■ Written task
Copy every line from the one containing "Target: large tree" through the last line of the records below, both included, and nothing else.

===== Dataset excerpts

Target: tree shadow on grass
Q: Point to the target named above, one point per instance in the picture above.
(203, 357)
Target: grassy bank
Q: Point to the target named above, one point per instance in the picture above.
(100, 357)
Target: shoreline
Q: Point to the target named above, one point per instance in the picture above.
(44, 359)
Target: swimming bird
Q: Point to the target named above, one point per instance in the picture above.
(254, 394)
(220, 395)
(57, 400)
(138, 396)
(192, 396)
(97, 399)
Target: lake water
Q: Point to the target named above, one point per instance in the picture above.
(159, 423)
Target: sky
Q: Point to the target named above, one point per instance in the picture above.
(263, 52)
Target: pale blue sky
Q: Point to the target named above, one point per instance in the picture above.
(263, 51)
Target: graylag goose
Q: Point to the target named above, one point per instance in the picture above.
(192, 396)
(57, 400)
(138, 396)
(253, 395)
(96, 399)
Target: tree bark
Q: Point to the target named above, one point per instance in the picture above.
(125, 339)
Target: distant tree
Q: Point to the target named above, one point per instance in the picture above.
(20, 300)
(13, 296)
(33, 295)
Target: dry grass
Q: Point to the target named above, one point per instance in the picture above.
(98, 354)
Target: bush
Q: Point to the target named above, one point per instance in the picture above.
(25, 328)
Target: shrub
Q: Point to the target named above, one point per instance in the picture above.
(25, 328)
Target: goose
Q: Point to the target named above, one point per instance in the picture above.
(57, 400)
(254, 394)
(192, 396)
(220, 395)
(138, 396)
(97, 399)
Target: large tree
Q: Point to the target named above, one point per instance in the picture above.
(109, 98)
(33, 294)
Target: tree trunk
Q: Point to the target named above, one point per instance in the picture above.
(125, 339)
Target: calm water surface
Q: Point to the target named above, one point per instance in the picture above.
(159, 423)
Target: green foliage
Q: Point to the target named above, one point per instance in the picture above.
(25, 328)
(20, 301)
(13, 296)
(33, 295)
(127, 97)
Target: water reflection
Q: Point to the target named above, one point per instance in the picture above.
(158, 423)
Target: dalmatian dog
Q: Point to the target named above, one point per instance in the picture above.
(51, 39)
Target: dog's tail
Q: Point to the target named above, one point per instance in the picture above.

==========

■ Output below
Target: large tree
Q: Point to the target named above, one point per instance in the picture above.
(109, 98)
(33, 294)
Target: tree trunk
Q: Point to the target named above, one point per instance in the picture above.
(125, 339)
Target: calm water surface
Q: Point to the target named above, one point per instance in the picture above.
(159, 423)
Target: green foliage
Q: Point to the target named above, one point per instance in the picture above.
(25, 328)
(20, 301)
(13, 296)
(33, 295)
(127, 97)
Target: water reflection
Q: Point to the target named above, one point per instance in the picture above.
(158, 423)
Target: dalmatian dog
Q: Point to the target named above, one point per instance in the picture above.
(51, 39)
Target: dog's tail
Q: Point to the target named above, one point per instance in the picture above.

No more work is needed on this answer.